*Prompt a:* In the records, from the line with "Specification: The model inspects the light switch" through the end of the records, write those lines out again with "bounding box" replaced by "rectangle" and all else unchanged.

>> START Text passage

In Demon Gate, the first volume of the Ehrich Weisz Chronicles, Edmonton playwright and author Marty Chan takes on parallel dimensions, alternate histories, conspiracies, and aliens with a dash of steampunk. The result is engaging, though hobbled somewhat by issues of voice and limitations of the form.

Demon Gate follows teenager Ehrich Weisz, a Hungarian immigrant to New York City in the early 1900s. (Astute readers, or those twigged by a prefatory death notice, will recall that Ehrich Weisz was the birth name of Harry Houdini.) Racing through his neighbourhood in pursuit of his younger brother, Ehrich is pulled into an alternate dimension where he becomes part of the Demon Watch, tracking runaway alien immigrants who have come through a permanent transdimensional portal (the titular Demon Gate).

Though the book is imaginative and engrossing, the authorial voice is sometimes at odds with Ehrich’s point of view. Nothing is established, for example, to explain how a poor, immigrant teenager could identify “amber tendrils of plasma energy” early in the story. Similarly, Ehrich describes “toroids” (o-shaped generators used in electronics) in a complex device a page before he is introduced to the term. Such discrepancies aren’t critical, but they are clunky and intrusive.

>> END Text passage
>> START Information shown

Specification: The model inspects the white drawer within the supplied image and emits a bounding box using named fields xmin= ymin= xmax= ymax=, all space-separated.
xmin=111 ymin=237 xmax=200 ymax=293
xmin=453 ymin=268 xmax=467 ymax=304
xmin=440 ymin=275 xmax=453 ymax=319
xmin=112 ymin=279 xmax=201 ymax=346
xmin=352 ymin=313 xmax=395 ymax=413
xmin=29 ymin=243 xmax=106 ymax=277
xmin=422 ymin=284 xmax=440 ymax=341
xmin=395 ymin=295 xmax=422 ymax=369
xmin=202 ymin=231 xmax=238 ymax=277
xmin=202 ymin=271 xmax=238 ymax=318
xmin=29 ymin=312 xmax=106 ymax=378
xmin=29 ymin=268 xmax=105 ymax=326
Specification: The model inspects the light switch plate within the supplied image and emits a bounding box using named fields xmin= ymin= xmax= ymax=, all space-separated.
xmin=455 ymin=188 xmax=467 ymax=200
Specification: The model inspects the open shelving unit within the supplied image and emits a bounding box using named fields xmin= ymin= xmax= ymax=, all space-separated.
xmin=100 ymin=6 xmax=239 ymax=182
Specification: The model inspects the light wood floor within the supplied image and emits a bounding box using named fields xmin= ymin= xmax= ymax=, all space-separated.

>> END Information shown

*Prompt b:* In the review of Demon Gate, what group does Ehrich become part of after he is pulled into an alternate dimension?

*Expected output a:*
Specification: The model inspects the light switch plate within the supplied image and emits a rectangle using named fields xmin= ymin= xmax= ymax=, all space-separated.
xmin=455 ymin=188 xmax=467 ymax=200
Specification: The model inspects the open shelving unit within the supplied image and emits a rectangle using named fields xmin= ymin= xmax= ymax=, all space-separated.
xmin=100 ymin=6 xmax=239 ymax=182
Specification: The model inspects the light wood floor within the supplied image and emits a rectangle using named fields xmin= ymin= xmax= ymax=, all space-separated.

*Expected output b:* The Demon Watch.